Source.

As a student here, he set up his own theatre company called ‘Cardinal Theatre Company’, named for the Bishop of Durham, since the Company’s first production saw Macqueen direct and play Macbeth in the Cathedral to celebrate 900 years of its establishment in Durham. This was the first time Macbeth had been performed in a holy environment, and he describes it as ‘an abiding experience.’ He secured funding by writing to famous individuals, whose details he had found and copied from a contact book during his time at the National Youth Theatre (NYT). Several wrote back and donated, including a generous sum from Sir John Gielgud. Though this endeavour proved successful, it also backfired as news of it got around to one of the other members of the NYT, and Macqueen was asked to leave.

Information supplied.
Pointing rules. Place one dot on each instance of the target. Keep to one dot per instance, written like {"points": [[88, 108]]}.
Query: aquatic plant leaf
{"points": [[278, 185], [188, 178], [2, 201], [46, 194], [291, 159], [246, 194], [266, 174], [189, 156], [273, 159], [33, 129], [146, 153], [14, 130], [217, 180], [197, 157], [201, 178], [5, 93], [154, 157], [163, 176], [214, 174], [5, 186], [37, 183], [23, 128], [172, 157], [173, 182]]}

==

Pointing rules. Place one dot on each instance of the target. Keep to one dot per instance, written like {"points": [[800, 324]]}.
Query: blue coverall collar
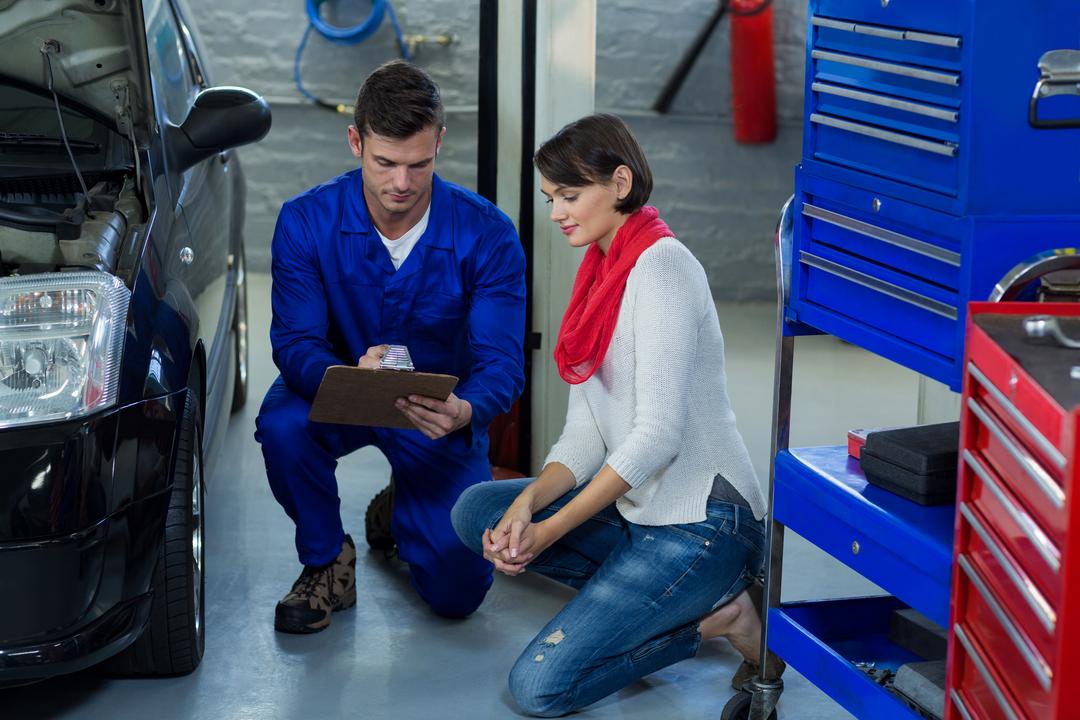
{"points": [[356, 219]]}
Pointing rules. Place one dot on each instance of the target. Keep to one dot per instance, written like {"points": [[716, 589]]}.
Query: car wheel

Exercise instructions.
From the passage about Macqueen's theatre company, list each step it says he took to get money for the company.

Output of the task.
- He found the details of famous individuals in a contact book during his time at the National Youth Theatre.
- He copied those details from the contact book.
- He wrote to those famous individuals.